(Desafio) Troque "one dot per instance" por "one point per instance" em todos os dados e reescreva as linhas sem mais nenhuma alteração.

.....

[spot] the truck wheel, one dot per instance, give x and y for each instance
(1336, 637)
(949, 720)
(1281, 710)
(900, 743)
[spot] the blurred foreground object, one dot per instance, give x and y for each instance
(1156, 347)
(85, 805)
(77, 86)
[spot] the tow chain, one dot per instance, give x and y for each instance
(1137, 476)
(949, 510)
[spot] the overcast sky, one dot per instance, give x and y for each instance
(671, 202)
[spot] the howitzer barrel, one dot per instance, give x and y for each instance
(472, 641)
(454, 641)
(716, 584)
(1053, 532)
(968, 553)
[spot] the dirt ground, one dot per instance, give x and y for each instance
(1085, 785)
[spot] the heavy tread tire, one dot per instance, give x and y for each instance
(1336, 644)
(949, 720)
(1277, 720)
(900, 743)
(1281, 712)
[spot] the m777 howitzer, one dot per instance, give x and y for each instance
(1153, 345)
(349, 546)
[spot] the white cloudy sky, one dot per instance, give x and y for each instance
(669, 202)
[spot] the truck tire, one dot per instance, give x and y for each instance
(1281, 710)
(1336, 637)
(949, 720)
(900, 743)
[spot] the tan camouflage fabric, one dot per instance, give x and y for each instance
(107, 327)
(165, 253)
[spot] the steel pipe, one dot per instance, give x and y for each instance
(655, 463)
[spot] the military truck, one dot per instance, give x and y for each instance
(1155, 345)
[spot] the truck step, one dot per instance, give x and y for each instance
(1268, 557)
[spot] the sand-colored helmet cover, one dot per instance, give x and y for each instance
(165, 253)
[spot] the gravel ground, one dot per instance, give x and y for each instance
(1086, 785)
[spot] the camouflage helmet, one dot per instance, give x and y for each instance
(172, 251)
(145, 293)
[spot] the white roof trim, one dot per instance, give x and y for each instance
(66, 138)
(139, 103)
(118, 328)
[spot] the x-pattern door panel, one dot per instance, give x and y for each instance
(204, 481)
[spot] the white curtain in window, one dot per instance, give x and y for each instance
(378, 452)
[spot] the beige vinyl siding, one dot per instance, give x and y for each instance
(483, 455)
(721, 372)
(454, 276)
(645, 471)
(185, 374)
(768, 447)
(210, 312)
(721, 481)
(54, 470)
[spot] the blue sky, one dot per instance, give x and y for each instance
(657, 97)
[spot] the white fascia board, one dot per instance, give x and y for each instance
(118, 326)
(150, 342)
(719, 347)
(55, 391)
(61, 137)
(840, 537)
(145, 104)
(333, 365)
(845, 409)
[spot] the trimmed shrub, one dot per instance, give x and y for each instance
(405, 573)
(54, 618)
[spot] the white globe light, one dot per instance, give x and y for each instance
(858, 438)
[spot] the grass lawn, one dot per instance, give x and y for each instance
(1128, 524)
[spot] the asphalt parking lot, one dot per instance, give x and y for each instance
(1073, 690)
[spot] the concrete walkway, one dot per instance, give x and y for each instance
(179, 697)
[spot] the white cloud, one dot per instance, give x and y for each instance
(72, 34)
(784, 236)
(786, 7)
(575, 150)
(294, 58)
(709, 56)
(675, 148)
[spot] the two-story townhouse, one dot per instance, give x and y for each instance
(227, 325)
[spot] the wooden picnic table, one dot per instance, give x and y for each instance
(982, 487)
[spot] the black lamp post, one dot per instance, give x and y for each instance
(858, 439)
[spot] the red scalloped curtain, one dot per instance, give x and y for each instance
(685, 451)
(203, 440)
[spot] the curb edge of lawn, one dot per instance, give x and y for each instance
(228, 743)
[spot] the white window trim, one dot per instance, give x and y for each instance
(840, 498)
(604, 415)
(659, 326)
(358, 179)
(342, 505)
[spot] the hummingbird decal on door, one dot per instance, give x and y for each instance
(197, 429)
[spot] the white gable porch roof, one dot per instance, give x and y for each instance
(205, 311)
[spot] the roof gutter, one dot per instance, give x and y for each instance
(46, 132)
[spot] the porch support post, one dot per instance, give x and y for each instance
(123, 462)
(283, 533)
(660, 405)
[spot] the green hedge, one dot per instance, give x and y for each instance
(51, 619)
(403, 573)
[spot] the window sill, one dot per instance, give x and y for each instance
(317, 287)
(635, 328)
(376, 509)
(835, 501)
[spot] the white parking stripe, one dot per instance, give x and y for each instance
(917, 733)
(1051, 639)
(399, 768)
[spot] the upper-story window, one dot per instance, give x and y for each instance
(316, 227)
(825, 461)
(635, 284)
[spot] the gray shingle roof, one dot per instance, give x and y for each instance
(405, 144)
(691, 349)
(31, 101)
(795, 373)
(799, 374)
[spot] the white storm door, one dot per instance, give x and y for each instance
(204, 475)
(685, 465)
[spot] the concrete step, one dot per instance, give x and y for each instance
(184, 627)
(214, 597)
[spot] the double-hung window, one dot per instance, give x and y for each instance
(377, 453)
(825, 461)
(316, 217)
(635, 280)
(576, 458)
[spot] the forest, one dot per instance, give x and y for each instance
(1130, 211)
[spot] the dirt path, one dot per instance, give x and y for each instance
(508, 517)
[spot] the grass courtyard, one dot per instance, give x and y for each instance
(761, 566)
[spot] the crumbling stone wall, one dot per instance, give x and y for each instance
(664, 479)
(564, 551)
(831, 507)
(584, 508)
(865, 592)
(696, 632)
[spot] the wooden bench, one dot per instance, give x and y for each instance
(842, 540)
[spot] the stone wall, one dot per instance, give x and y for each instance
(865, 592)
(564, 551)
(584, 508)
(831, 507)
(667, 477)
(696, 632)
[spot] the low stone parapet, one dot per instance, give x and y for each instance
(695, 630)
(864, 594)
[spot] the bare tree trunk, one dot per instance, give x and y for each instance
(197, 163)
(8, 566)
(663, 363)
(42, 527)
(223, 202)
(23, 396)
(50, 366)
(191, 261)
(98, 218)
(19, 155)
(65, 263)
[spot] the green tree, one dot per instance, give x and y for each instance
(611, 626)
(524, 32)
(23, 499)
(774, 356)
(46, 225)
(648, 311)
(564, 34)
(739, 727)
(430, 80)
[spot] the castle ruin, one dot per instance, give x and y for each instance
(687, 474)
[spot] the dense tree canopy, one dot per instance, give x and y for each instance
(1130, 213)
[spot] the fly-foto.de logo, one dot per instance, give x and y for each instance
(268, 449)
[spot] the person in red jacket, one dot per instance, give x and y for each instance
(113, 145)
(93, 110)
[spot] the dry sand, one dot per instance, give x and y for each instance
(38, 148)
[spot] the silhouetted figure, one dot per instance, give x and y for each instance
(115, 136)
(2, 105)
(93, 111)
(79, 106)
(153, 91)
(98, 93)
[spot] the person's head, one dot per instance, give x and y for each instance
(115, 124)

.....

(Solução)
[spot] the truck wheel, one point per instance, give x and y for each instance
(1336, 637)
(949, 720)
(1281, 710)
(900, 743)
[spot] the blurred foreground object, one point per instance, give x and y for each instance
(1156, 347)
(85, 805)
(77, 86)
[spot] the tow chain, one point per instance, give x and y for each instance
(1137, 476)
(949, 510)
[spot] the overcast sky, one point per instance, give x and y for each instance
(671, 202)
[spot] the howitzer barrel, one point per instance, give x and y for each instance
(472, 641)
(454, 641)
(716, 584)
(1053, 532)
(968, 553)
[spot] the dirt ground, one point per instance, give x and y for each instance
(1085, 785)
[spot] the heavy tread tire, one point per instance, give x and y for each instance
(1336, 644)
(949, 720)
(1277, 720)
(900, 743)
(1281, 712)
[spot] the m777 howitzer, one point per instance, give x and y for each instance
(1153, 345)
(349, 546)
[spot] the white cloudy sky, one point per instance, give x and y for each instance
(669, 202)
[spot] the truck tire, one point per instance, give x and y for each instance
(1281, 710)
(1336, 637)
(949, 720)
(900, 743)
[spot] the tan camouflage fabric, one point per instance, give x and y for each instance
(107, 327)
(165, 253)
[spot] the steel pipe, one point per instance, give x and y for each instance
(655, 463)
[spot] the military truck, one point per instance, give x and y for each instance
(1155, 345)
[spot] the truck step, one point per instance, give x and y for each instance
(1268, 557)
[spot] the sand-colored helmet cover, one point per instance, give x and y for each instance
(165, 253)
[spot] the gravel ground, one point per instance, give x and y for each instance
(1086, 785)
[spot] the camouflage helmet, one point per instance, give x and y for each instance
(172, 251)
(145, 293)
[spot] the white roof trim, one point per instance, give x and y for each instance
(66, 138)
(139, 103)
(118, 328)
[spot] the x-pattern door panel, one point per instance, give x and y for each instance
(204, 481)
[spot] the white curtain in window, one point per instance, give x and y for each instance
(378, 452)
[spot] the beige vinyl siding, one point per instance, give x and y for each instance
(483, 455)
(721, 372)
(454, 276)
(645, 471)
(185, 374)
(768, 447)
(210, 312)
(721, 481)
(54, 470)
[spot] the blue sky, one point per instance, give x and y for each instance
(657, 97)
[spot] the white fascia board, one point per instance, give x and y for each instance
(118, 326)
(150, 342)
(719, 347)
(55, 391)
(61, 137)
(840, 537)
(145, 104)
(333, 365)
(845, 409)
[spot] the trimmed shrub, one point per instance, give x and y for each instance
(405, 573)
(54, 618)
[spot] the white globe light, one point per instance, give x and y for each instance
(858, 438)
[spot] the grass lawn, one point per instance, give x and y for each instance
(1128, 524)
[spot] the asphalt parking lot, one point per instance, give x and y for each instance
(1073, 690)
[spot] the concrete walkway, one point per instance, give x and y for each instance
(179, 697)
[spot] the white cloud, one point per instance, give x and y for each instance
(72, 34)
(784, 236)
(786, 7)
(575, 150)
(294, 58)
(709, 56)
(675, 148)
[spot] the two-story townhouse, one point per instance, give x and y for each instance
(227, 325)
[spot] the wooden picnic table, one point per instance, give x and y for each instance
(982, 487)
[spot] the black lamp post, one point per instance, give x and y for each instance
(858, 439)
[spot] the red scalloped curtain, one point per instance, give x and y for each instance
(685, 451)
(203, 440)
[spot] the curb edge of lawn, one point per instance, give x and y for each instance
(228, 743)
[spot] the white window trim, one point per instance, give x and y for each instance
(840, 498)
(604, 415)
(659, 326)
(358, 179)
(342, 505)
[spot] the hummingbird decal on door, one point per instance, give x and y for each instance
(197, 429)
[spot] the white gable porch roof, one point per instance, give x and y for each instance
(205, 311)
[spot] the roof gutter, one point per instance, give x and y for each instance
(46, 132)
[spot] the porch support post, one point per instance, give x and y for each instance
(123, 462)
(283, 533)
(660, 405)
[spot] the green hedge, one point per instance, give x and y for each instance
(51, 619)
(403, 573)
[spot] the window sill, one point per instance, give x and y for each instance
(317, 287)
(635, 328)
(376, 509)
(835, 501)
[spot] the white parking stripe, one point per instance, give x and y for each instance
(917, 733)
(1051, 639)
(399, 768)
[spot] the upper-story window, one point per instance, give x and y for each instance
(316, 227)
(825, 461)
(635, 284)
[spot] the gray shingle roof, one point per instance, give x and y for each instance
(405, 144)
(691, 349)
(31, 101)
(795, 373)
(799, 374)
[spot] the white storm door, one point per instance, give x and y for each instance
(204, 475)
(685, 465)
[spot] the concrete step, one point per instance, give x and y for each instance
(184, 627)
(214, 597)
[spot] the double-hung window, one point per instance, give x and y for each instance
(377, 453)
(825, 461)
(316, 217)
(635, 280)
(576, 458)
[spot] the forest, one point per instance, give x and y for each instance
(1130, 211)
[spot] the dirt path, one point per instance, give x and y for each instance
(508, 517)
[spot] the grass courtyard, one point per instance, give x and y for each instance
(761, 566)
[spot] the crumbling stone wall, one point per instance, give x and y for each instance
(664, 479)
(564, 551)
(831, 507)
(584, 508)
(865, 592)
(696, 632)
[spot] the wooden bench, one point per instance, give x and y for each instance
(842, 540)
[spot] the stone wall, one point per instance, give x and y for each instance
(865, 592)
(564, 551)
(584, 508)
(831, 507)
(667, 477)
(696, 632)
[spot] the low stone parapet, one point per instance, give x and y for each instance
(695, 630)
(864, 594)
[spot] the bare tree trunk, one point per instance, give x and y for each instance
(197, 163)
(8, 566)
(663, 363)
(42, 527)
(223, 202)
(23, 396)
(50, 366)
(191, 261)
(98, 218)
(19, 155)
(65, 263)
[spot] the green tree, one point per instance, give x and y for each instance
(611, 626)
(524, 32)
(23, 499)
(774, 356)
(46, 225)
(648, 311)
(564, 34)
(739, 727)
(430, 80)
[spot] the castle ruin, one point per instance, give x and y for each instance
(687, 474)
[spot] the dense tree canopy, one point per instance, give x and y for each instance
(1130, 213)
[spot] the fly-foto.de logo, one point per instance, give x and y for each instance
(268, 449)
[spot] the person in red jacket, one point per instance, give x and y for each instance
(113, 145)
(93, 110)
[spot] the dry sand, one point per instance, give x and y for each instance
(38, 148)
[spot] the silhouetted figure, one point per instance, give x and y for each instance
(115, 136)
(2, 105)
(93, 111)
(79, 106)
(153, 91)
(98, 93)
[spot] the person's head, one point per instance, give x and y for each instance
(115, 124)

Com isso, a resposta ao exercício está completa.